DIRECTIONS>
**A)** In the shouldFailWith walkthrough, what is the operator <> said to be an infix synonym for?
**B)** Reproduce the part of the shouldFailWith walkthrough between "We run the parser" and "in the error.", inclusive.

**** EXTRACT

We've seen shouldParse, it was used in the bytes parser, however we haven't seen shouldFailWith yet and there seems to be quite a bit to it! Let's break it down.

shouldFailWith

Sometimes you want to verify that a parser fails on a given input. Not only that, but you want to verify that the error which is given on that failure contains the right message, position information, etc... shouldFailWith allows you to do this. Let's have a look at its type.

shouldFailWith :: (Ord t, ShowToken t, ShowErrorComponent e, Show a)
               => Either (ParseError t e) a
               -> ParseError t e
               -> Expectation

So it takes:

An Either (ParseError t e) a, which is the return type of Text.Megaparsec's parse function.
A ParseError t e, which we can build with Test.Hspec.Megaparsec's err function.

The parse and err functions have the following types:

err :: NonEmpty SourcePos -- ^ 'ParseError' position
    -> EC t e             -- ^ Error components
    -> ParseError t e     -- ^ Resulting 'ParseError'

parse
  :: Parsec e s a -- ^ Parser to run
  -> String       -- ^ Name of source file
  -> s            -- ^ Input for parser

Looking at our prop_label_invalidLabelString property:

prop_label_invalidLabelString (LabelWithNonLetter lbl) =
  parse label "" lbl `shouldFailWith` err posI (utok (T.head lbl) <> elabel "letter")

We run the parser label on the string lbl which is generated from the Arbitrary instance of LabelWithNonLetter. We then assert that it fails with the following information in the error.

The initial character of lbl is the cause, this is specified in the err call with posI.
It was an unexpected token, utok (T.head lbl).
It was expected to be a letter, elabel letter.
Finally we combine the unexpected token and expected token into one EC using <> which is an infix synonymn for mappend (this is from EC's Monoid instance) - i.e. utok (T.head lbl) <> elabel "letter".

In English, we expect the label parser to fail on any string which does not start with a letter and the error information should say that it failed at the initial position because of an unexpected token (giving the actual unexpected character) and finally that it expected to see a letter here.

********
**** DATA EXCERPTS

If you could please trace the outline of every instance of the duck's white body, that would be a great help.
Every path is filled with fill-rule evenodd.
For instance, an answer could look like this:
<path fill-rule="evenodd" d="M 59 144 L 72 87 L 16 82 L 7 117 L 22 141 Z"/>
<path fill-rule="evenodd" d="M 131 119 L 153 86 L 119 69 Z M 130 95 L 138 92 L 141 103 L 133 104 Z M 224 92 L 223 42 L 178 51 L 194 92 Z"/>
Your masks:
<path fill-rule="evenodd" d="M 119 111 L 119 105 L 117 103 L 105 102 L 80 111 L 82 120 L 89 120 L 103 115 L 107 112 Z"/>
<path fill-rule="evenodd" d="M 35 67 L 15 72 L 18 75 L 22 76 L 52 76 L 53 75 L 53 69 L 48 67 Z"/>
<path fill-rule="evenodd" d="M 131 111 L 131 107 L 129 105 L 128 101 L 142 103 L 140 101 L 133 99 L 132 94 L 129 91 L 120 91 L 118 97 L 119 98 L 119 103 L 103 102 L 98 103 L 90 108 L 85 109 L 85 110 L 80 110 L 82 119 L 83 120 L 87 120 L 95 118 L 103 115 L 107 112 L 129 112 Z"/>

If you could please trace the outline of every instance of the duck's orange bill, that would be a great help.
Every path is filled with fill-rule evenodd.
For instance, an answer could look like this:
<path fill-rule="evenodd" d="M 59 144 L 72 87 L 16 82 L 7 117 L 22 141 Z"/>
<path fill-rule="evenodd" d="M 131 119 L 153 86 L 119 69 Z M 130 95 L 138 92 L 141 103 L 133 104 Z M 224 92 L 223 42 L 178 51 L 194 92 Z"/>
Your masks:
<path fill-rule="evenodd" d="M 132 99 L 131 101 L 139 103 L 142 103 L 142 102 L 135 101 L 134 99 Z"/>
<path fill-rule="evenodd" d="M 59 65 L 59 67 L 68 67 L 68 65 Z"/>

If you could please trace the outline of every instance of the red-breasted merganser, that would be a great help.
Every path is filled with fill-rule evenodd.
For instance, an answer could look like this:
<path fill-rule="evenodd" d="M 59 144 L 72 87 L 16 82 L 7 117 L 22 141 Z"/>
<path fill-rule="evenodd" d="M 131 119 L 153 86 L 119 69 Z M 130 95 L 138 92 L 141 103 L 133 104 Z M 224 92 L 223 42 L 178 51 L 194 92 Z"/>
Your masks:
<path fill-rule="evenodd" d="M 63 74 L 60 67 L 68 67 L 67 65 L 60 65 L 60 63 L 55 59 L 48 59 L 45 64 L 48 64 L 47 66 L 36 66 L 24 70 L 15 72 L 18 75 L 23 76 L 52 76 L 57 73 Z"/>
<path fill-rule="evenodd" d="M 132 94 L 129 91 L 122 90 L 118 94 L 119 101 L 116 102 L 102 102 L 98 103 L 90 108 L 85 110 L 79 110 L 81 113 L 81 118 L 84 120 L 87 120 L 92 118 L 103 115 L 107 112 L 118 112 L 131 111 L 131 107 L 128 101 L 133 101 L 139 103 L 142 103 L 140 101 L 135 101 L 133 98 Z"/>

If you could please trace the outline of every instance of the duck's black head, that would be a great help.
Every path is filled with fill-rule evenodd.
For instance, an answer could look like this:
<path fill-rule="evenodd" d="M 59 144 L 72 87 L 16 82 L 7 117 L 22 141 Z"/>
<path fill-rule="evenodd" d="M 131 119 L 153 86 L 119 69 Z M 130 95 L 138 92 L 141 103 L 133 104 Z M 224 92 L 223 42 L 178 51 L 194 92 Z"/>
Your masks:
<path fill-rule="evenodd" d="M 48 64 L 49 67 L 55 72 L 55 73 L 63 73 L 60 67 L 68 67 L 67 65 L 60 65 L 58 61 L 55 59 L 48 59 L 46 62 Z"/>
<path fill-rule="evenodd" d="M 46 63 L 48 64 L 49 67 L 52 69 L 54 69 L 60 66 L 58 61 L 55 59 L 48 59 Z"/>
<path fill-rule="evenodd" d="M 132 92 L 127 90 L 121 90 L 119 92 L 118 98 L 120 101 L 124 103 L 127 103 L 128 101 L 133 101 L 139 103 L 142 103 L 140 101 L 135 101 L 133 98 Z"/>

********

RESULTS FOR THE EXERCISE>
**A)** It is an infix synonym for mappend, from EC's Monoid instance.

**B)**
We run the parser label on the string lbl which is generated from the Arbitrary instance of LabelWithNonLetter. We then assert that it fails with the following information in the error.